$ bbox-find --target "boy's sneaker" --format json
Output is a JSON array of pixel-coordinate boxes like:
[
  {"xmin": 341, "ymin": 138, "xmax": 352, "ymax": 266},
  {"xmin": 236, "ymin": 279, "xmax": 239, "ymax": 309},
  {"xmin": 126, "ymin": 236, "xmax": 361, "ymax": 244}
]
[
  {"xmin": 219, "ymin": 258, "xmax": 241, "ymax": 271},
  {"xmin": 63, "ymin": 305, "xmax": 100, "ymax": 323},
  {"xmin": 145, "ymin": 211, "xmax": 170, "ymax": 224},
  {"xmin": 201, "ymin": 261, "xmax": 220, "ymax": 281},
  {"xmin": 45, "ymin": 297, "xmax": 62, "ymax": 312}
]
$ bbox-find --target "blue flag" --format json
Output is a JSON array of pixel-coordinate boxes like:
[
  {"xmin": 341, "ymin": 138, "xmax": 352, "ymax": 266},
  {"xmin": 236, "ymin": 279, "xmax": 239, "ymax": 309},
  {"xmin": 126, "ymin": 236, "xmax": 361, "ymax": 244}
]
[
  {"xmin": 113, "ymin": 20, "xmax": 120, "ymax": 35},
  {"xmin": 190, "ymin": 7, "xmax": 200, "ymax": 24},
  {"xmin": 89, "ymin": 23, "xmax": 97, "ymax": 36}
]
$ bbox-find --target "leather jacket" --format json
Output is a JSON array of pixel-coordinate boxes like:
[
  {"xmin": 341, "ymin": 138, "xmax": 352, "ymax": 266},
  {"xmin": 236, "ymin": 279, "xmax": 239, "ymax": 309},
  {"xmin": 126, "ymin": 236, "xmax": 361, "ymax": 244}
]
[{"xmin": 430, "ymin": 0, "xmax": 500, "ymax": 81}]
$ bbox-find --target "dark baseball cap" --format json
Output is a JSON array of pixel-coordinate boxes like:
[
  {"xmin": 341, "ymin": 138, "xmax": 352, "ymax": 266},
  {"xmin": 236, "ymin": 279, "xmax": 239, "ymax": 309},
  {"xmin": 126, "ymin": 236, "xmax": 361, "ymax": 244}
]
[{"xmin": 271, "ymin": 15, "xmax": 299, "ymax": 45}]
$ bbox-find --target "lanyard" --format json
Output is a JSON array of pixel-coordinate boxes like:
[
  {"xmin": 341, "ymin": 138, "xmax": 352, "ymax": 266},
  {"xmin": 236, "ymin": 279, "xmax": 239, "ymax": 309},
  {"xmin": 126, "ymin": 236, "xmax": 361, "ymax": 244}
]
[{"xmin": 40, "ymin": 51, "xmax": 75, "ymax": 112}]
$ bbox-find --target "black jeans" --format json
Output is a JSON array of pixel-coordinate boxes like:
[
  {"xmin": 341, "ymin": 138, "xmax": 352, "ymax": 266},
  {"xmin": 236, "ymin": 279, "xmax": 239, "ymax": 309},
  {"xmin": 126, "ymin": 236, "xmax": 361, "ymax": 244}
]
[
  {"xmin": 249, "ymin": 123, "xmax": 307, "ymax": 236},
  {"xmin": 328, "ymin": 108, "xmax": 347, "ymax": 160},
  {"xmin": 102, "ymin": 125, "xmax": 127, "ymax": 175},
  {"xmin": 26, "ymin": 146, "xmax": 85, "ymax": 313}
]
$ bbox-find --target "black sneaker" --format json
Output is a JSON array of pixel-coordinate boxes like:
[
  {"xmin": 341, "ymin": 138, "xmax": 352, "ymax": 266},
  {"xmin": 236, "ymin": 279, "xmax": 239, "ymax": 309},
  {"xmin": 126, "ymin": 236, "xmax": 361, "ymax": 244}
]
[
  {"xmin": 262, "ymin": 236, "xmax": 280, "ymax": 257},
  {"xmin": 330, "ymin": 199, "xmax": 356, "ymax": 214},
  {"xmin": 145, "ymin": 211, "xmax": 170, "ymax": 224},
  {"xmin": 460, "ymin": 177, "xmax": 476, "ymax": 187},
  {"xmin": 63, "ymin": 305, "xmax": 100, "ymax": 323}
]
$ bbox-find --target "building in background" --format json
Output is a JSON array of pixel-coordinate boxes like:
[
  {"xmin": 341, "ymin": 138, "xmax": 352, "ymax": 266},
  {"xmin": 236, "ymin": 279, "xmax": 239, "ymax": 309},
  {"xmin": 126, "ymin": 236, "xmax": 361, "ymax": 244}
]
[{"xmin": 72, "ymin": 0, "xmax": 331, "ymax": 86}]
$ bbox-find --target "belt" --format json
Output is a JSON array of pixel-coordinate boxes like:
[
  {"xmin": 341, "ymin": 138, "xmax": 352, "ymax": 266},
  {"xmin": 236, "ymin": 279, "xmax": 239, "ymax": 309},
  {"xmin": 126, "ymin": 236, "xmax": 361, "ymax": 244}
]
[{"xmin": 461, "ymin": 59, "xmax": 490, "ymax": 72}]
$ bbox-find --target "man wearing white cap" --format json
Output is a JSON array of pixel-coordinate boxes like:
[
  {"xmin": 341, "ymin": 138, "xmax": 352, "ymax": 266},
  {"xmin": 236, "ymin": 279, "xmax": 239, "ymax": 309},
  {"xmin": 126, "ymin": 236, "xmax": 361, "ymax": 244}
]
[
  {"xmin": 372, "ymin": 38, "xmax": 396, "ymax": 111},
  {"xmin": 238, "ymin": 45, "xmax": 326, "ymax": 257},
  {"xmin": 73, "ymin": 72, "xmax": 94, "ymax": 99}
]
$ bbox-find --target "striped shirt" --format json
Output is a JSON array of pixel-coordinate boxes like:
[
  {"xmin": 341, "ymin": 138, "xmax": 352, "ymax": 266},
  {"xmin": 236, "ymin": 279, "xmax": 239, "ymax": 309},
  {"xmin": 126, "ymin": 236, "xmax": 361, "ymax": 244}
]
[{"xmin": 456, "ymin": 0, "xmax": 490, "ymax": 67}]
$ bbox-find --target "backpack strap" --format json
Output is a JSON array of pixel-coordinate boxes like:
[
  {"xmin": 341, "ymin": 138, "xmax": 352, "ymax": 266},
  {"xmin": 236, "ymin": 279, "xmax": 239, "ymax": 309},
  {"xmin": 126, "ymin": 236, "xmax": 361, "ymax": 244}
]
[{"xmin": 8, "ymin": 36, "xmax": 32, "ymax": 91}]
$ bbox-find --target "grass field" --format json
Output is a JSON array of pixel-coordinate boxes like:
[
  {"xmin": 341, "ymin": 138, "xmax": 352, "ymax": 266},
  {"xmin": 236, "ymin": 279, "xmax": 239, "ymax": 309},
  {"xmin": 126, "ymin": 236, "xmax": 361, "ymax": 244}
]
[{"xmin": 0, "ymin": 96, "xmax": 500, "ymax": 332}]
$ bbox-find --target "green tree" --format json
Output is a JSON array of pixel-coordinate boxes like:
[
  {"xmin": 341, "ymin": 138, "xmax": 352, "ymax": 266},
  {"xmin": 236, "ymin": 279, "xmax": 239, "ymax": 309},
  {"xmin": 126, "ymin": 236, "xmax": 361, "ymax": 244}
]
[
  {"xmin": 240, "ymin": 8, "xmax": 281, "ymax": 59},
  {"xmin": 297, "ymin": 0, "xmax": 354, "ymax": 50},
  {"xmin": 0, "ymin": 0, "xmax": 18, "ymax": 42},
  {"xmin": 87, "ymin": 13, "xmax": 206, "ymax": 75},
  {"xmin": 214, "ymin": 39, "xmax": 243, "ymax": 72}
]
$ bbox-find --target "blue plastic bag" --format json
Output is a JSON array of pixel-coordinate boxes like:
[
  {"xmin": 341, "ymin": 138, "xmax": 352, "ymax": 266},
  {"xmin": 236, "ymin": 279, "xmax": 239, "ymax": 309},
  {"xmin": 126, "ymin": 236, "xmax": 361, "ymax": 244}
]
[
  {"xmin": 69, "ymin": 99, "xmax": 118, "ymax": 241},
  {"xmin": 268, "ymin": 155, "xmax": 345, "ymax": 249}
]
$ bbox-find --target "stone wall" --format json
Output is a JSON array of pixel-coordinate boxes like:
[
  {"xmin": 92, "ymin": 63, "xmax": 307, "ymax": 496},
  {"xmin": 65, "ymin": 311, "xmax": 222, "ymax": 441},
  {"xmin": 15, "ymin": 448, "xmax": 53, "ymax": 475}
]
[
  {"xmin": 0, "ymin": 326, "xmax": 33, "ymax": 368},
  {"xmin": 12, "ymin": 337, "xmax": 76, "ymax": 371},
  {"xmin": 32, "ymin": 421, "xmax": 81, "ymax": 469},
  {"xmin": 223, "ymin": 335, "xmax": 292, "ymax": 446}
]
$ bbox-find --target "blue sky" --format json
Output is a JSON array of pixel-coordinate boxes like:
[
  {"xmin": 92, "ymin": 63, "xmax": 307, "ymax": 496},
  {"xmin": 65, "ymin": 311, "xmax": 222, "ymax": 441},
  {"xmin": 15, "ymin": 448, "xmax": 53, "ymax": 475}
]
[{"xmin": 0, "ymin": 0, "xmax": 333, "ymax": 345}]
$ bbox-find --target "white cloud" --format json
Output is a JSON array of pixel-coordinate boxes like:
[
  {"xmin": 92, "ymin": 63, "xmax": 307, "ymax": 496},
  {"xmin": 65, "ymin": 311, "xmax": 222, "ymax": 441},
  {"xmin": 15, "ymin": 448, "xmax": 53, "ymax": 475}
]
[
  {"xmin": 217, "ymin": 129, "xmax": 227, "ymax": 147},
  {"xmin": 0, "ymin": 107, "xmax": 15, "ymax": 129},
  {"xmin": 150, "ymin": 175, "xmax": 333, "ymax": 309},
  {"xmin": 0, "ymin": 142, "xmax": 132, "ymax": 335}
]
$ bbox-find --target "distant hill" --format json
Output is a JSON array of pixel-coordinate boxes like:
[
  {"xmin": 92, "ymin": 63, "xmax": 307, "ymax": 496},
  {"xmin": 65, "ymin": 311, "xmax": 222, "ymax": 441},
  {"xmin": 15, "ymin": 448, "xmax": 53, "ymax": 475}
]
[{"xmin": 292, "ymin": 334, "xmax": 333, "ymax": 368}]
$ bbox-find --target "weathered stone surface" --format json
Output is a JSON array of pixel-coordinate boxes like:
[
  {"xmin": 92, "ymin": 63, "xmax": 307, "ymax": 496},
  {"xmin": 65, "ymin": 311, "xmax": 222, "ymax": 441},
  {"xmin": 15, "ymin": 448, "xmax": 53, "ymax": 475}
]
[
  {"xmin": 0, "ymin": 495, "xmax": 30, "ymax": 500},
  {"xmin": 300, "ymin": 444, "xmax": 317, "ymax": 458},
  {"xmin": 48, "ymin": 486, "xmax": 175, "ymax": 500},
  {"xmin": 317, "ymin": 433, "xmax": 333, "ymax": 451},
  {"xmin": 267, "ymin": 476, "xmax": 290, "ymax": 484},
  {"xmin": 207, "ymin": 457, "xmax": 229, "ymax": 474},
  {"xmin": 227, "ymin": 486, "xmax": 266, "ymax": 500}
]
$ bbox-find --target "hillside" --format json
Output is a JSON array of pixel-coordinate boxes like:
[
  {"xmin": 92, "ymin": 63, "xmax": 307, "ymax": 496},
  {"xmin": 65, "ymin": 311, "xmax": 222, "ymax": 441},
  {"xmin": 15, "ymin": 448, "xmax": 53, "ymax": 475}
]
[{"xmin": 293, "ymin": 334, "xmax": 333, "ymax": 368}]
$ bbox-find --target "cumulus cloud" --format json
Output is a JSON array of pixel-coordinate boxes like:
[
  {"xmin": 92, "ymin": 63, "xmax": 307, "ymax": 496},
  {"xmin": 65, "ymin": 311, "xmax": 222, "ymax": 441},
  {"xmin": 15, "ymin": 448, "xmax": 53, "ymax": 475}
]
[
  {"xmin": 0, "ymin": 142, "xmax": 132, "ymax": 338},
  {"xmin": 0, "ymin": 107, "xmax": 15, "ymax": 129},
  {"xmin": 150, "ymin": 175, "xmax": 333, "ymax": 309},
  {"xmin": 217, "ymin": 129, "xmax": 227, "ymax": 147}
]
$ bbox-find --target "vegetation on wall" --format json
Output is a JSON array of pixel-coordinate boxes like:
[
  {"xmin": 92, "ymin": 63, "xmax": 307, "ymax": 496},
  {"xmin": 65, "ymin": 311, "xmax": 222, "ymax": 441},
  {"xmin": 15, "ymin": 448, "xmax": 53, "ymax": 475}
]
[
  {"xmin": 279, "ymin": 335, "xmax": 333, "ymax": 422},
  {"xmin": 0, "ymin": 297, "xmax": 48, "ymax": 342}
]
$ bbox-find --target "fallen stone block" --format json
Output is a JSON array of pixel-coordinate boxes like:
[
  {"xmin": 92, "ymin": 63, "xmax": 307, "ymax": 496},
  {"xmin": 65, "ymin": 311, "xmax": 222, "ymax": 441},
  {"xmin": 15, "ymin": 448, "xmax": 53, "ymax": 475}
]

=======

Task brief
Copy out every line of the rows above that contains the word "white".

Task response
$ bbox-find --target "man wearing white cap" --format json
$ bbox-find --target "white cloud" --format json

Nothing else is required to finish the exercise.